First, the flow of the heat-source-side refrigerant in the refrigerant cycle circuit A will be described.

[0121]

Low-temperature, low-pressure refrigerant is compressed by the compressor 10 and is discharged from the compressor 10 in the form of high-temperature, high-pressure gas refrigerant. The high-temperature, high-pressure gas refrigerant that has been discharged from the compressor 10 flows through the first refrigerant flow switching device 11 and the first connection pipe 4a and is discharged from the outdoor unit 1. The high-temperature, high-pressure gas refrigerant that has been discharged from the outdoor unit 1 flows through the refrigerant pipe 4 into the relay unit 2. The high-temperature, high-pressure gas refrigerant that has flowed into the relay unit 2 flows through the second refrigerant flow switching device 28b and then flows through the intermediate heat exchanger 25b serving as a condenser.

[0122]

The refrigerant that has flowed through the intermediate heat exchanger 25b flows through the first expansion device 26b, then flows through the first expansion device 26a, and flows through the intermediate heat exchanger 25a serving as an evaporator. The refrigerant that has flowed through the intermediate heat exchanger 25a flows through the second refrigerant flow switching device 28a, and is transported to the outdoor unit 1. The refrigerant that has been transported to the outdoor unit 1 exchanges heat with the outdoor air in the heat-source-side heat exchanger 12, hence becomes low-temperature, low-pressure gas refrigerant, then flows through the first refrigerant flow switching device 11 and the accumulator 19, and is sucked into the compressor 10 again.

[0123]

In this state, the opening degree of the first expansion device 26b is controlled such that the value of subcooling (the degree of subcooling) of the refrigerant at the exit of the intermediate heat exchanger 25b becomes constant. The value of subcooling (the degree of subcooling) is obtained as the difference between a value obtained by a conversion of the pressure of the heat-source-side refrigerant flowing between the intermediate heat exchanger 25b and the first expansion device 26b into a saturated temperature and the temperature of the heat-source-side refrigerant on the exit side of the intermediate heat exchanger 25b.

> DATA LINES:
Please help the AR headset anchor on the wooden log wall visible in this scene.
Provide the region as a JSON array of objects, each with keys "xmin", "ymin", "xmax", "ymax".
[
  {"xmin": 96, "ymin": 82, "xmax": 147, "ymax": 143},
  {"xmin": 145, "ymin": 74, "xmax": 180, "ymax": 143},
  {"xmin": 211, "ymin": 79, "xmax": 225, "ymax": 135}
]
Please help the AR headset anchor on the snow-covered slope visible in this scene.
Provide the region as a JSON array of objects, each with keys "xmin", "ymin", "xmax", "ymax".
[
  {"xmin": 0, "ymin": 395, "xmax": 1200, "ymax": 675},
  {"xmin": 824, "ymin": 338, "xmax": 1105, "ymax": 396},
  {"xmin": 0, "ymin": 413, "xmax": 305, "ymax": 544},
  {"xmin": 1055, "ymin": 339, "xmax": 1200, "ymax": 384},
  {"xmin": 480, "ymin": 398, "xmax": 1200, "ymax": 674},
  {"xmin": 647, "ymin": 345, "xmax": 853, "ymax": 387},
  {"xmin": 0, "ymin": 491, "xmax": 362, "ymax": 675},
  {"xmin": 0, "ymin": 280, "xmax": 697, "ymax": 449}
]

> TASKS TO CARRY OUT:
1: Answer these questions about the refrigerant-flow passage.
(a) After leaving the compressor 10, which two components does the high-temperature, high-pressure gas refrigerant flow through before it is discharged from the outdoor unit 1?
(b) Which intermediate heat exchanger serves as an evaporator?
(c) Whose opening degree is controlled so that the degree of subcooling at the exit of the intermediate heat exchanger 25b stays constant?
2: Reproduce the part of the refrigerant-flow passage starting at "In this state, the" and ending at "heat exchanger 25b.".

> IN RESPONSE:
1:
(a) The first refrigerant flow switching device 11 and the first connection pipe 4a.
(b) The intermediate heat exchanger 25a.
(c) The first expansion device 26b.

2:
In this state, the opening degree of the first expansion device 26b is controlled such that the value of subcooling (the degree of subcooling) of the refrigerant at the exit of the intermediate heat exchanger 25b becomes constant. The value of subcooling (the degree of subcooling) is obtained as the difference between a value obtained by a conversion of the pressure of the heat-source-side refrigerant flowing between the intermediate heat exchanger 25b and the first expansion device 26b into a saturated temperature and the temperature of the heat-source-side refrigerant on the exit side of the intermediate heat exchanger 25b.